Pick out each line in the records below that contains the string "handle" and copy it in full. Matching is case-sensitive.

────────────────────────────────────────

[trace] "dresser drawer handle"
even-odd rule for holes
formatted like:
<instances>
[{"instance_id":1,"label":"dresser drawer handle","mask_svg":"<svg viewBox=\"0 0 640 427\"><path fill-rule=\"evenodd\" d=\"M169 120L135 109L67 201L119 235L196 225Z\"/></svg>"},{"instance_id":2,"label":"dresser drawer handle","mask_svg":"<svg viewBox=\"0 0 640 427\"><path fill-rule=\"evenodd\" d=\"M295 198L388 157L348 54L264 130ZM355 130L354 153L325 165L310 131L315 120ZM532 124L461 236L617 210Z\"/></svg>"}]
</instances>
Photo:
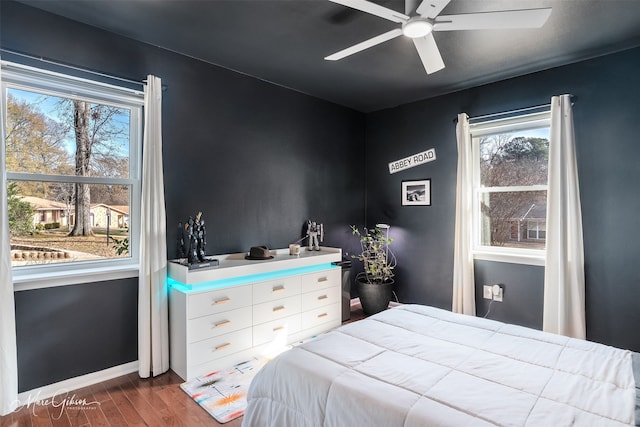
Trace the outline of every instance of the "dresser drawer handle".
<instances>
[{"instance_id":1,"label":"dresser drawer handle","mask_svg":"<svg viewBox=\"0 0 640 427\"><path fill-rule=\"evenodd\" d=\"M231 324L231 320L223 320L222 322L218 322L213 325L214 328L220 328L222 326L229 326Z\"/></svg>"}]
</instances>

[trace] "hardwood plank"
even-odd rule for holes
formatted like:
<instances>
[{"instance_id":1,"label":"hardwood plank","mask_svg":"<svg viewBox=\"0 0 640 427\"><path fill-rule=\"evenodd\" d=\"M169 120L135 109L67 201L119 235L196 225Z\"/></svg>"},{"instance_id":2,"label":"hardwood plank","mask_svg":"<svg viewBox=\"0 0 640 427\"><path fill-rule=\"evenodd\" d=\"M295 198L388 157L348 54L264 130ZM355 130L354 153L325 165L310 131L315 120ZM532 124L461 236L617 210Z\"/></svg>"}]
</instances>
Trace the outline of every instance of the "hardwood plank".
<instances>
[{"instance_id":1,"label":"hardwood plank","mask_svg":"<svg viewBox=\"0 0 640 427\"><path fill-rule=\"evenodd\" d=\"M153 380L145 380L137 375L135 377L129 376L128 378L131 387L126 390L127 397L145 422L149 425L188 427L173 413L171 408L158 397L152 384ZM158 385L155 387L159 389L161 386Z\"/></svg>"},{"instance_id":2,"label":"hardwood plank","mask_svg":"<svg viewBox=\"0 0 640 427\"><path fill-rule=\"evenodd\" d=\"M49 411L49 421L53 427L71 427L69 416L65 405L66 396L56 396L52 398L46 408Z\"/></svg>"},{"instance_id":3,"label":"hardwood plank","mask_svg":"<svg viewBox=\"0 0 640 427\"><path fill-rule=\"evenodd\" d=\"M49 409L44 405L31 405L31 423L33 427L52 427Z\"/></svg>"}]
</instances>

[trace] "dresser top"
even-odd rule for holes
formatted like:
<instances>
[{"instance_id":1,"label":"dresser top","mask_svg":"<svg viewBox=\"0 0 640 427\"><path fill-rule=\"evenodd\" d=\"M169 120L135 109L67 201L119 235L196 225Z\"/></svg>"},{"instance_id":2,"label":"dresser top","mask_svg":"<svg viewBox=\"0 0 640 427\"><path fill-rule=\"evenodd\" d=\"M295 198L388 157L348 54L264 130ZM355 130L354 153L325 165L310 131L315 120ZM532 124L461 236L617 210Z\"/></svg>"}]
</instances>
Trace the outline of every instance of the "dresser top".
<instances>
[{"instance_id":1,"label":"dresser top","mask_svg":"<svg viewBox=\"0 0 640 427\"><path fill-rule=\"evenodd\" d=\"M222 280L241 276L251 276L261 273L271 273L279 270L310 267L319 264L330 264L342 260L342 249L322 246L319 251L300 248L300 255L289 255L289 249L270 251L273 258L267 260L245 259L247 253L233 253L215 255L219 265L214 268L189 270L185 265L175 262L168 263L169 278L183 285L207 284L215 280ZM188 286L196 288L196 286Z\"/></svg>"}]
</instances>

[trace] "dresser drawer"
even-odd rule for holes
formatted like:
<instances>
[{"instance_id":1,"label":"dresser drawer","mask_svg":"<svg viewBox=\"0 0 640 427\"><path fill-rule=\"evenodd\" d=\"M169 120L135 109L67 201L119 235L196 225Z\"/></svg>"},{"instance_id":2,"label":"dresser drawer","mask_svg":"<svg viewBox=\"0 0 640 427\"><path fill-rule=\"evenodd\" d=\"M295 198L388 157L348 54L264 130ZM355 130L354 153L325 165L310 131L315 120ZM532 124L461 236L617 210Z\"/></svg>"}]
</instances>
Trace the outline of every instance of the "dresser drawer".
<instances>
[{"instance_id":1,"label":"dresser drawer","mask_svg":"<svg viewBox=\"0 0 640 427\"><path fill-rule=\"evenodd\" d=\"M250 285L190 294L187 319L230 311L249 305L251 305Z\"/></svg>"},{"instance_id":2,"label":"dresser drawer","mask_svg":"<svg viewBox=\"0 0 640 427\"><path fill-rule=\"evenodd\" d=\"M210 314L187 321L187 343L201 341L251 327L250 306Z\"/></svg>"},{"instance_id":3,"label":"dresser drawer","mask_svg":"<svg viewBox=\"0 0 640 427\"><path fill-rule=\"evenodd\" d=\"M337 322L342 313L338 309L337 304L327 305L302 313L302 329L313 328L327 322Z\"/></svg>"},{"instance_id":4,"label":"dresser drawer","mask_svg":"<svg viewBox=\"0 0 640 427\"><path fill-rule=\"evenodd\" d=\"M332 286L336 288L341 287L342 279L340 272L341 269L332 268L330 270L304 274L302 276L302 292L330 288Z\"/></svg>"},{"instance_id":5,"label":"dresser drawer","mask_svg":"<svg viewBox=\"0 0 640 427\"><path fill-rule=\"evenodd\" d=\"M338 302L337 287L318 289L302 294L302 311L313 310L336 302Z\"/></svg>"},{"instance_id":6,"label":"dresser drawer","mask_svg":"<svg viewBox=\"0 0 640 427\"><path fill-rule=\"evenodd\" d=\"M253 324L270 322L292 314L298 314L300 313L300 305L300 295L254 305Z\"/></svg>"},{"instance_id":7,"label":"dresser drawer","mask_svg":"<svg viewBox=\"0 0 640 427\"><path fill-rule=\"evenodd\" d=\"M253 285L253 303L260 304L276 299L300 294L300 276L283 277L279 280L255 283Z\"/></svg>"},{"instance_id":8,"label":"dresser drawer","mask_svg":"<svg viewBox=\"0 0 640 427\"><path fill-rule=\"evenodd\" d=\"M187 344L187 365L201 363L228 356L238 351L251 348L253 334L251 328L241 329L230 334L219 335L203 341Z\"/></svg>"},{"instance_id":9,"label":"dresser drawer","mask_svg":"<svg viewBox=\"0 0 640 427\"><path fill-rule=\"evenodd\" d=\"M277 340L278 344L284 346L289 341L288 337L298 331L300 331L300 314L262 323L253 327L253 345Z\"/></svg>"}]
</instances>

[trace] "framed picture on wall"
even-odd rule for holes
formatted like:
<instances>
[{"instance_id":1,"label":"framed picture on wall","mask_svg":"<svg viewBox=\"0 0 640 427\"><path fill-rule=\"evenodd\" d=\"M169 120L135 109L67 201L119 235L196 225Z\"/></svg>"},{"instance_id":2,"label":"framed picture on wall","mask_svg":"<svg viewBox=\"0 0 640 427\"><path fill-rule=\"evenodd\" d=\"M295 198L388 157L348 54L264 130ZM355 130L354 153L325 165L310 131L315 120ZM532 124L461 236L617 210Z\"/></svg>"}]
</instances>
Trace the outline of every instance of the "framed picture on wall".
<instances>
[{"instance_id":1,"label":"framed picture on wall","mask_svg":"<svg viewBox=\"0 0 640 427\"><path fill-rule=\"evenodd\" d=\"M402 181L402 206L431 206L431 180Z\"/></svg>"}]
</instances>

────────────────────────────────────────

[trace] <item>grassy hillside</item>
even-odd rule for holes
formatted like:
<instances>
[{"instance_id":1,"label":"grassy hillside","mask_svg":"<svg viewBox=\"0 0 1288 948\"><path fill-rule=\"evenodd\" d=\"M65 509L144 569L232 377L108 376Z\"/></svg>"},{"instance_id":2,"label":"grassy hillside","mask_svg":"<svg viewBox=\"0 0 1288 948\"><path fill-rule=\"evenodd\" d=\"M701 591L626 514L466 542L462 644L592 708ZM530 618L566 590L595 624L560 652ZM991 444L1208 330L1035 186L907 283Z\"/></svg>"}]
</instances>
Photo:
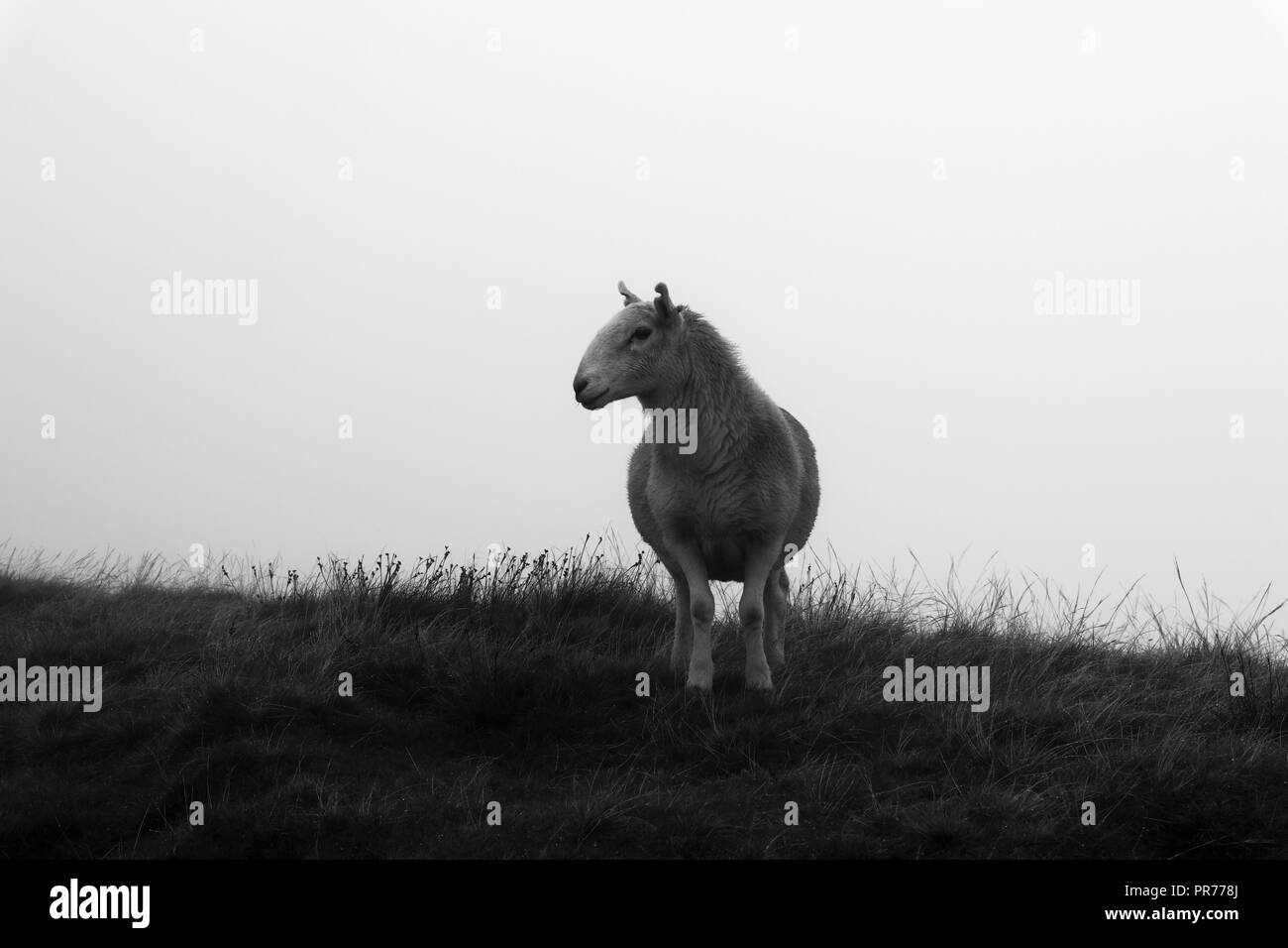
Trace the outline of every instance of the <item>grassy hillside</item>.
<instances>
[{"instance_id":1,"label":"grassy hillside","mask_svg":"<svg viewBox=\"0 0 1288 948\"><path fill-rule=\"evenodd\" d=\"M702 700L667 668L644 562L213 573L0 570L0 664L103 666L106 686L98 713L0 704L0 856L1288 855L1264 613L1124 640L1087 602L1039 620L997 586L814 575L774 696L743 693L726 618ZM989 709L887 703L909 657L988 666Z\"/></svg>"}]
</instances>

────────────────────────────────────────

_Exercise result_
[trace] "dresser drawer handle"
[{"instance_id":1,"label":"dresser drawer handle","mask_svg":"<svg viewBox=\"0 0 640 427\"><path fill-rule=\"evenodd\" d=\"M169 120L135 109L67 201L119 235L196 225Z\"/></svg>"},{"instance_id":2,"label":"dresser drawer handle","mask_svg":"<svg viewBox=\"0 0 640 427\"><path fill-rule=\"evenodd\" d=\"M295 198L388 157L348 54L264 130ZM355 130L354 153L325 165L310 131L315 120ZM532 124L461 236L617 210Z\"/></svg>"}]
Trace the outline of every instance of the "dresser drawer handle".
[{"instance_id":1,"label":"dresser drawer handle","mask_svg":"<svg viewBox=\"0 0 640 427\"><path fill-rule=\"evenodd\" d=\"M231 324L231 320L223 320L222 322L218 322L213 325L214 328L220 328L222 326L229 326Z\"/></svg>"}]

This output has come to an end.